TASK REQUIREMENTS:
Turn the records below into a Markdown table with two columns, Row and Text. Number each line in Row, put the line itself in Text, and leave out any blank lines.

◇ ◇ ◇ ◇ ◇

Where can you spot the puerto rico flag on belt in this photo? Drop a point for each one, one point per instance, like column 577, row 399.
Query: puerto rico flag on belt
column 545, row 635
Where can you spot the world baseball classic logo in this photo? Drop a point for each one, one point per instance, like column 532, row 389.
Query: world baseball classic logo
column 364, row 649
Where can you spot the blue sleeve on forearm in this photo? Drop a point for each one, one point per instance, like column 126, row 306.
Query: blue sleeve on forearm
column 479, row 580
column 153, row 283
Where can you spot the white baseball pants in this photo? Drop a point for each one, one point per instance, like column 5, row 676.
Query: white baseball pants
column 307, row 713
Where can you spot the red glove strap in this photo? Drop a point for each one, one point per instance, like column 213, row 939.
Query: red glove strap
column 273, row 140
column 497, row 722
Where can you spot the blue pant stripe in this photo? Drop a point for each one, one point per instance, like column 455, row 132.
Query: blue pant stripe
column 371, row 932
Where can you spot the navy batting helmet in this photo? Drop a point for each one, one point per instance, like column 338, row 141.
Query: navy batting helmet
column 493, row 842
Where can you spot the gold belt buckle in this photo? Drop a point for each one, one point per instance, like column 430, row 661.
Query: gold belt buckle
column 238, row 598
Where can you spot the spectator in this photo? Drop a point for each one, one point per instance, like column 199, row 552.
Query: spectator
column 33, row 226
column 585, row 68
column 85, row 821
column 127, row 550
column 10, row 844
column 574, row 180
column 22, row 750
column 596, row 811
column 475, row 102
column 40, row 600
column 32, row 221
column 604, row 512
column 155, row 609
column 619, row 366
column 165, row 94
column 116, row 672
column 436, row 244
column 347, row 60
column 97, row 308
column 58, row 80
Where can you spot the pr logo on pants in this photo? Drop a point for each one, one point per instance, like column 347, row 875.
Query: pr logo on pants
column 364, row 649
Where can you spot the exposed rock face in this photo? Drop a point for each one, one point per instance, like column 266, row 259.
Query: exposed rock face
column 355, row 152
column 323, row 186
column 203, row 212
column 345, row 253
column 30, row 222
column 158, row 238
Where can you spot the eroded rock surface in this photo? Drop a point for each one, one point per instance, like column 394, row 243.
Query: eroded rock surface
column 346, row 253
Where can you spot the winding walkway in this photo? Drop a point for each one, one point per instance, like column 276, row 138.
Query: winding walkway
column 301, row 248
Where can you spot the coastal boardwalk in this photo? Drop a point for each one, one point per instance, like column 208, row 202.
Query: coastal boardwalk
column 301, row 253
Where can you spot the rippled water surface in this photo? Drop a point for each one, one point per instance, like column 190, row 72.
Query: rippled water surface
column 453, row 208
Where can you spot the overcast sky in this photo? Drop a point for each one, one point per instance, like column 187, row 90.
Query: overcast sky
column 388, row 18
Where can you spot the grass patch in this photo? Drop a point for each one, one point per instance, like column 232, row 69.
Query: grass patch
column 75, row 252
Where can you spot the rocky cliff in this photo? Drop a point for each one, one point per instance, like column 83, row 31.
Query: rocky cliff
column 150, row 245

◇ ◇ ◇ ◇ ◇

SOLVED PROBLEM:
| Row | Text |
|---|---|
| 1 | Where can you spot the puerto rico flag on belt in this photo? Drop a point for each one, one point per instance, like column 577, row 399. |
| 2 | Query: puerto rico flag on belt |
| 3 | column 545, row 635 |
| 4 | Where can you spot the world baseball classic logo in this photo? Drop a point for each one, one point per instance, like column 532, row 389. |
| 5 | Query: world baseball classic logo |
| 6 | column 364, row 649 |
| 7 | Where can you spot the blue sleeve on forearm in this photo? Drop a point for each one, one point per instance, like column 126, row 306. |
| 8 | Query: blue sleeve on forearm |
| 9 | column 479, row 580 |
| 10 | column 153, row 283 |
| 11 | Where can you spot the white baseball pants in this photo? Drop a point for each one, one point per instance, like column 5, row 676. |
| 12 | Query: white baseball pants |
| 13 | column 307, row 713 |
| 14 | Where can you spot the red glove strap in this photo? Drop a point for each one, one point per instance, like column 213, row 939. |
| 15 | Query: red glove strap |
| 16 | column 273, row 140 |
| 17 | column 497, row 722 |
| 18 | Where can you spot the blue pant stripe in this photo? Drop a point for each one, one point per instance, like column 455, row 132. |
| 19 | Query: blue pant stripe |
| 20 | column 371, row 932 |
| 21 | Where can you spot the navy batting helmet in this photo? Drop a point for each one, one point per instance, like column 338, row 141. |
| 22 | Query: navy batting helmet |
| 23 | column 493, row 842 |
| 24 | Where can you spot the gold belt buckle in this photo? Drop a point for each one, one point per instance, like column 430, row 661. |
| 25 | Query: gold belt buckle |
| 26 | column 238, row 598 |
| 27 | Where can you spot the spectator in this photo? Drop a point for each one, one point per instance, like column 199, row 552. |
| 28 | Query: spectator |
| 29 | column 33, row 226 |
| 30 | column 585, row 68 |
| 31 | column 85, row 821 |
| 32 | column 127, row 550 |
| 33 | column 10, row 844 |
| 34 | column 574, row 180 |
| 35 | column 22, row 750 |
| 36 | column 596, row 811 |
| 37 | column 475, row 102 |
| 38 | column 40, row 600 |
| 39 | column 32, row 221 |
| 40 | column 604, row 512 |
| 41 | column 155, row 609 |
| 42 | column 619, row 366 |
| 43 | column 165, row 94 |
| 44 | column 116, row 672 |
| 45 | column 436, row 244 |
| 46 | column 347, row 60 |
| 47 | column 97, row 308 |
| 48 | column 58, row 80 |
| 49 | Where can you spot the pr logo on pants in this photo? Drop a point for each one, one point per instance, like column 347, row 875. |
| 50 | Query: pr logo on pants |
| 51 | column 364, row 649 |
| 52 | Where can you spot the exposed rock face in this photo? Drop a point for each one, one point per instance, like column 266, row 259. |
| 53 | Query: exposed rock face |
| 54 | column 355, row 152 |
| 55 | column 323, row 186 |
| 56 | column 203, row 212 |
| 57 | column 345, row 253 |
| 58 | column 30, row 222 |
| 59 | column 158, row 238 |
| 60 | Where can you spot the eroded rock surface in this photo? Drop a point for each one, one point per instance, like column 394, row 243. |
| 61 | Query: eroded rock surface |
| 62 | column 346, row 253 |
| 63 | Where can you spot the winding walkway in this photo? Drop a point for each one, one point per instance, like column 276, row 138. |
| 64 | Query: winding walkway |
| 65 | column 301, row 248 |
| 66 | Where can you spot the coastal boardwalk in this photo? Drop a point for each one, one point per instance, like column 208, row 202. |
| 67 | Query: coastal boardwalk |
| 68 | column 301, row 253 |
| 69 | Where can you spot the rippled water surface in this photo? Drop a point for each one, one point per instance, like column 190, row 72. |
| 70 | Query: rippled water surface |
| 71 | column 453, row 208 |
| 72 | Where can you spot the overcast sky in this photo? Drop a point for each one, one point per instance, like column 187, row 90. |
| 73 | Query: overcast sky |
| 74 | column 388, row 18 |
| 75 | Where can you spot the grass patch in this photo? Drop a point for each one, one point per instance, like column 232, row 69. |
| 76 | Query: grass patch |
| 77 | column 75, row 252 |
| 78 | Where can you spot the rocky cliff in this photo? Drop a point for each one, one point per instance, like column 83, row 31. |
| 79 | Query: rocky cliff |
| 80 | column 150, row 245 |